**DIRECTIVE**
Please give the listing again in its entirety, exactly as written.

**STORED ROWS**
◆ ◆ ◆

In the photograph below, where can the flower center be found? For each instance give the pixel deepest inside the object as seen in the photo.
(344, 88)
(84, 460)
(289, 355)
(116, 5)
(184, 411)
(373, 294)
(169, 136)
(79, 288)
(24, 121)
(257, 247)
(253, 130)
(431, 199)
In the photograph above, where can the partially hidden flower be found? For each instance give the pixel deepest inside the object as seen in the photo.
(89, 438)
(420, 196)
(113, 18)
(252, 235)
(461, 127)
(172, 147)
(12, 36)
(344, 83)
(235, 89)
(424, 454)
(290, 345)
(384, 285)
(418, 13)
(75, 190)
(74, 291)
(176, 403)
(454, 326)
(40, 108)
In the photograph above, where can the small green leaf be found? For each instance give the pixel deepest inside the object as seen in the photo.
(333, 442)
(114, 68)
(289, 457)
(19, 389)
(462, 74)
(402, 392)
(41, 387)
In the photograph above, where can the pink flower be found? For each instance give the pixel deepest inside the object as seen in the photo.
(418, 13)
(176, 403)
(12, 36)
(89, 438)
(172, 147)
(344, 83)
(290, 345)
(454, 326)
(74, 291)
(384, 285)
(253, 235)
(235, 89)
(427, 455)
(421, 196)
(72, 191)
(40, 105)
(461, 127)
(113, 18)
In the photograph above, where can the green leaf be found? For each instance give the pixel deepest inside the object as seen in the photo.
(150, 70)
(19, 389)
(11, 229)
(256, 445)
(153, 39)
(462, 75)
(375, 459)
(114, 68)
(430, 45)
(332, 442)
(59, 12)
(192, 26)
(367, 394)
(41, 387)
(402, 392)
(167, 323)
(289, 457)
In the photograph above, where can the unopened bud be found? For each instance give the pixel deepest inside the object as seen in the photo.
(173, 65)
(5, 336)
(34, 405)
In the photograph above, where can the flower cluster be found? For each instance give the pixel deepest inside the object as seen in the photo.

◆ ◆ ◆

**ANSWER FOR THE TASK**
In the photograph below, where can the flower center be found? For each instance give the pixel deepest inside the object as seen in the photo.
(344, 88)
(84, 460)
(289, 355)
(116, 5)
(184, 411)
(373, 294)
(169, 136)
(79, 288)
(24, 121)
(257, 247)
(253, 130)
(431, 199)
In the photograph above, where can the partially hidden flower be found? For each instance give the pixel deepest inside the object as seen in the photo.
(89, 438)
(420, 196)
(113, 18)
(252, 235)
(461, 127)
(172, 147)
(12, 36)
(344, 83)
(235, 89)
(424, 454)
(290, 345)
(384, 285)
(418, 13)
(75, 190)
(74, 291)
(176, 403)
(454, 326)
(40, 108)
In the photograph above, where can the small green leaf be found? For each instance give the pixel deepest inside the object as seen in the photo.
(333, 442)
(114, 68)
(289, 457)
(19, 389)
(462, 74)
(402, 392)
(41, 387)
In the photograph above, where can the pink flower be found? For each instance give the pixel deepest inside the object as seen in the photo.
(418, 13)
(176, 403)
(12, 36)
(89, 438)
(172, 147)
(344, 83)
(290, 345)
(454, 326)
(74, 291)
(384, 285)
(253, 235)
(235, 89)
(427, 455)
(421, 196)
(72, 191)
(40, 105)
(461, 127)
(113, 18)
In the photograph above, where can the green leaf be found? For each instance give the pixel deepest inside the object as seen in the photo.
(150, 70)
(19, 389)
(11, 229)
(256, 445)
(153, 39)
(462, 75)
(375, 459)
(114, 68)
(430, 45)
(332, 442)
(59, 12)
(192, 26)
(367, 394)
(41, 387)
(402, 392)
(167, 323)
(289, 457)
In the photograph above, where can the unopened bud be found? For each instance give the pixel deepest inside the object as seen in the photo.
(173, 65)
(5, 336)
(34, 405)
In the photograph above, where can the flower cluster be found? For each instance give the pixel deepest inside the object as seen in the photo.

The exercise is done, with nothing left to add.